◆ **Written problem**
Rewrite only the lines from the one containing "of the clustered" through the last of the lines, requests included, and shift every coordinate in the answers by adding 75 to each number.

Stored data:
━━━━━━━━━━

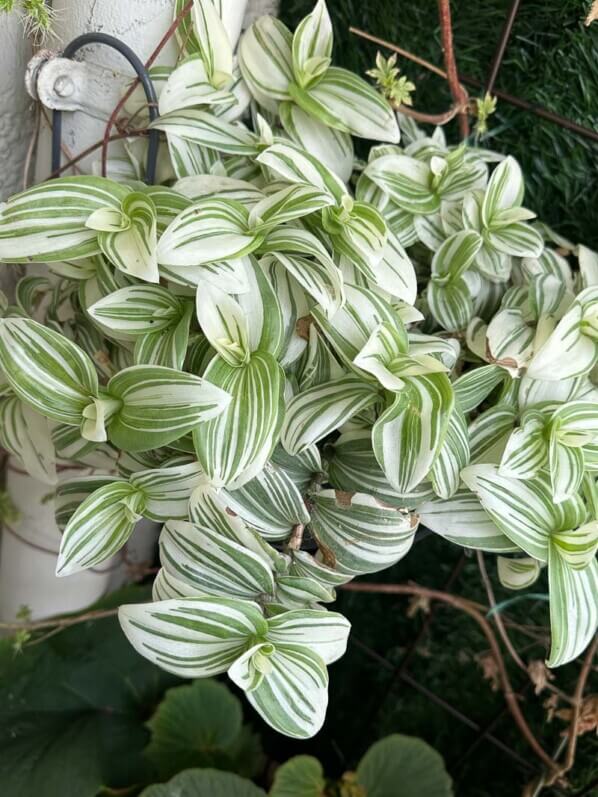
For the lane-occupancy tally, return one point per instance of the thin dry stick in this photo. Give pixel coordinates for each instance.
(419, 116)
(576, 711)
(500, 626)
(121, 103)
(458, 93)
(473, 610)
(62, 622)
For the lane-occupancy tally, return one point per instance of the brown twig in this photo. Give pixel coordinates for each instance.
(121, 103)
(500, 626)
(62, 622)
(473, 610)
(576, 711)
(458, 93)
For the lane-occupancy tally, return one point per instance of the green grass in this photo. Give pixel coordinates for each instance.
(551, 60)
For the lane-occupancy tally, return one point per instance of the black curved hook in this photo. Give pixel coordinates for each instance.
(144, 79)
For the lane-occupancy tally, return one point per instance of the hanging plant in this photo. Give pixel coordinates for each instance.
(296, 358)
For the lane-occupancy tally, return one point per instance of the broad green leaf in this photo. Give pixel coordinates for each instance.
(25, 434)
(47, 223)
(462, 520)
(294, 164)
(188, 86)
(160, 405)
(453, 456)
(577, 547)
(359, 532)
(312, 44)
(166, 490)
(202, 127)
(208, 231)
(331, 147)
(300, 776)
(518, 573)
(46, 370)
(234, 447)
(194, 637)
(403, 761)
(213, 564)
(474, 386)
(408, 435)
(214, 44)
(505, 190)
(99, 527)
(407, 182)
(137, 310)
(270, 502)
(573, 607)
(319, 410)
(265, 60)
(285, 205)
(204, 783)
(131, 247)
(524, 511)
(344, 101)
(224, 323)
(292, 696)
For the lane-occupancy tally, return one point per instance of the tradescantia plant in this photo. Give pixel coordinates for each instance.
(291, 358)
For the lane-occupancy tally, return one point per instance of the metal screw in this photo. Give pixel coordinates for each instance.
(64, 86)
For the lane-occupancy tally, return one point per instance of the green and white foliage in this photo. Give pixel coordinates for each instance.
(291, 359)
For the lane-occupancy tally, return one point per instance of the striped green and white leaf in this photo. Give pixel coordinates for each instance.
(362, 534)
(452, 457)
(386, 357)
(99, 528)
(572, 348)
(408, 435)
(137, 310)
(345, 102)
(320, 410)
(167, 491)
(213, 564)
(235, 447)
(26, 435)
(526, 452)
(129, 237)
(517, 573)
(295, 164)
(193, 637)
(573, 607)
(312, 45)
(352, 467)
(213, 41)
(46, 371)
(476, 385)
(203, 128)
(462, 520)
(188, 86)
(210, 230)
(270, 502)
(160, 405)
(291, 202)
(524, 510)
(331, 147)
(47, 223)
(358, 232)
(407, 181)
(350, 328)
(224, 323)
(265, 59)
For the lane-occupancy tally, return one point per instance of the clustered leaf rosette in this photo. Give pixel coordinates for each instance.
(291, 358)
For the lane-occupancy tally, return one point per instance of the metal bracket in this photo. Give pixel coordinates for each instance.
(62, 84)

━━━━━━━━━━

◆ **Answer for this exercise**
For the lane-occupancy tally, return one point per instance of the clustered leaf rosette in this photo. Give pixel coordinates for each instance.
(366, 433)
For the lane-occupancy tally, return one point per instance of the metal bracket in this photo. Give pixel coordinates for each instance.
(137, 159)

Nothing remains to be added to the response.